### DATA FOR THIS TASK
________________

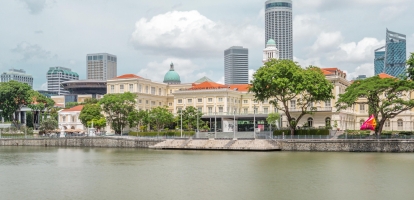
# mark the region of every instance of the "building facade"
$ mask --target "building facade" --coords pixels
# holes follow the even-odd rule
[[[30,74],[26,74],[23,69],[10,69],[8,72],[4,72],[0,75],[0,82],[17,81],[20,83],[26,83],[33,88],[33,77]]]
[[[83,105],[75,106],[69,109],[63,109],[58,111],[58,125],[59,129],[65,130],[82,130],[84,132],[86,128],[79,120],[80,112],[82,111]]]
[[[386,73],[394,77],[406,70],[406,35],[386,30],[385,46],[375,50],[375,75]]]
[[[249,83],[249,50],[233,46],[224,51],[224,83]]]
[[[66,67],[50,67],[46,74],[47,90],[57,92],[58,95],[69,94],[69,91],[63,88],[62,83],[65,81],[79,80],[79,75],[72,72]]]
[[[266,48],[263,50],[263,64],[270,59],[279,60],[279,50],[276,47],[276,42],[273,39],[269,39],[266,43]]]
[[[265,2],[265,44],[269,39],[275,40],[280,59],[293,60],[291,0]]]
[[[173,63],[170,64],[170,71],[165,74],[163,83],[173,85],[181,83],[180,75],[174,70]]]
[[[86,55],[87,79],[107,80],[117,76],[117,57],[108,53]]]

________________

### ABOUT THIS TASK
Print nothing but the lines from the one that contains "# holes follow the even-odd rule" to the final line of the data, both included, exactly as they read.

### TASK OUTPUT
# holes follow the even-odd rule
[[[30,74],[26,74],[23,69],[10,69],[8,72],[4,72],[0,75],[0,82],[17,81],[20,83],[26,83],[33,88],[33,77]]]
[[[83,105],[75,106],[69,109],[63,109],[58,111],[58,125],[59,129],[65,130],[82,130],[84,132],[86,128],[79,120],[80,112],[82,111]]]
[[[386,73],[394,77],[406,70],[406,35],[386,30],[385,46],[375,50],[375,75]]]
[[[249,83],[249,50],[233,46],[224,51],[224,83]]]
[[[66,67],[50,67],[46,74],[47,90],[57,92],[58,95],[69,94],[69,91],[63,88],[62,83],[65,81],[79,80],[79,75],[72,72]]]
[[[266,48],[263,50],[263,64],[270,59],[279,60],[279,50],[276,47],[276,42],[273,39],[269,39],[266,43]]]
[[[265,2],[265,44],[269,39],[275,40],[280,59],[293,60],[291,0]]]
[[[173,63],[170,64],[170,71],[165,74],[163,83],[173,85],[181,83],[180,75],[174,70]]]
[[[86,55],[87,79],[107,80],[117,76],[117,57],[108,53]]]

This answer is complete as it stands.